[PROBLEMS TO WORK ON]:
- a) Translate the sentence "In Taiwan, we prepare rigorously for university entrance exams, professional certifications, even overseas travel." from the essay on Taiwan into Spanish.
- b) In the essay on Taiwan, write out again the part that opens with the words containing "In Taiwan, we" and closes with "isn’t funny anymore.", swapping in "three years" wherever "two years" appears.
- c) Answer these questions on the essay on Taiwan:
(i) What championship were the author and the American friend talking about?
(ii) According to the friend, what do Taiwanese people not really like doing?
(iii) What does the viral saying claim people will do if told someone might try to kill them in two years?

Taiwan’s Greatest Risk Isn’t Invasion. It’s Miscalculation.

Not long ago, I was talking to an American friend about the NBA Finals. The conversation drifted to geopolitics — the Middle East, Ukraine, and eventually, the Taiwan Strait. He said, almost casually, “China might attack Taiwan soon. But it seems like Taiwanese people don’t really like talking about it.”

He’s not wrong.

In Taiwan, we prepare rigorously for university entrance exams, professional certifications, even overseas travel. But when it comes to war — the possibility of an attack from China — our collective instinct is to look away.

There’s a viral saying in Taiwan: “If you tell someone they have an exam in two years, they’ll buy books and study. But if you tell them someone might try to kill them in two years, they’ll do nothing.” It’s meant as a joke. But it isn’t funny anymore.

[DATA SHOWN]:
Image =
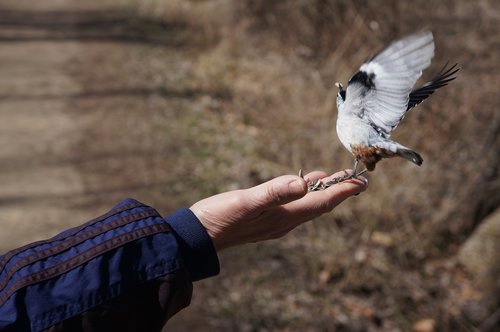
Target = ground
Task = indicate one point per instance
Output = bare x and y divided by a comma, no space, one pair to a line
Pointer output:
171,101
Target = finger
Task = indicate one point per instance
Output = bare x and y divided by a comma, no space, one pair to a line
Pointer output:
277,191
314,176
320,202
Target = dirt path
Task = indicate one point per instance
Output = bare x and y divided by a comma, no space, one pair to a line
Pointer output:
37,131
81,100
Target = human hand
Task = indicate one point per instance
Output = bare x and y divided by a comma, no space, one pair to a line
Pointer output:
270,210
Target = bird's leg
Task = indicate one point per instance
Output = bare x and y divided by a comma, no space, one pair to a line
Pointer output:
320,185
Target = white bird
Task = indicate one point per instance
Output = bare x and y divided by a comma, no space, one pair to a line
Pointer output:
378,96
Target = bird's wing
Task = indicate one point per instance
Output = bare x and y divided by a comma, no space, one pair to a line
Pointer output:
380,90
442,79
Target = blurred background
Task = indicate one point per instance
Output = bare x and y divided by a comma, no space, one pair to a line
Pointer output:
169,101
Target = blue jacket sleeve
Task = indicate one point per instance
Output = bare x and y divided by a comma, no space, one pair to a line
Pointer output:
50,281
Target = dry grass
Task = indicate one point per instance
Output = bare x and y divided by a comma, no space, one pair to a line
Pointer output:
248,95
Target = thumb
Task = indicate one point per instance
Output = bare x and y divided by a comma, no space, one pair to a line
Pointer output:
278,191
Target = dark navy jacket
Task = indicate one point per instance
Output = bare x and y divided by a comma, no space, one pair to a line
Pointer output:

* * *

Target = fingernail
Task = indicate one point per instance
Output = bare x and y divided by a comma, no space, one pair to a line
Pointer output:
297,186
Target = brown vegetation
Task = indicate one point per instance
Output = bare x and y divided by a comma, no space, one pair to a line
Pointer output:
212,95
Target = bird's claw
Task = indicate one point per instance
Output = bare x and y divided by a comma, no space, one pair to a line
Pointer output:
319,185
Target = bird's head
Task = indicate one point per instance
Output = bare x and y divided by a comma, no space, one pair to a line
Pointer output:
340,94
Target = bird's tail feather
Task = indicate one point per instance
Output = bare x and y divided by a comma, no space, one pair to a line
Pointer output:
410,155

---

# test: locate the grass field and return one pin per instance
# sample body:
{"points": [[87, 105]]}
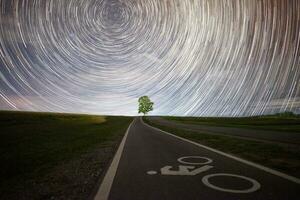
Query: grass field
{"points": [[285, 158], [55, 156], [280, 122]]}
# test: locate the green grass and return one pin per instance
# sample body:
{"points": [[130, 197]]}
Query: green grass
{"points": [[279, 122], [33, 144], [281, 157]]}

[RESULTS BY TASK]:
- a) En Taiwán, nos preparamos rigurosamente para los exámenes de acceso a la universidad, las certificaciones profesionales e incluso los viajes al extranjero.

- b)
In Taiwan, we prepare rigorously for university entrance exams, professional certifications, even overseas travel. But when it comes to war — the possibility of an attack from China — our collective instinct is to look away.

There’s a viral saying in Taiwan: “If you tell someone they have an exam in three years, they’ll buy books and study. But if you tell them someone might try to kill them in three years, they’ll do nothing.” It’s meant as a joke. But it isn’t funny anymore.

- c)
(i) The NBA Finals.
(ii) Talking about a possible attack on Taiwan by China.
(iii) Nothing.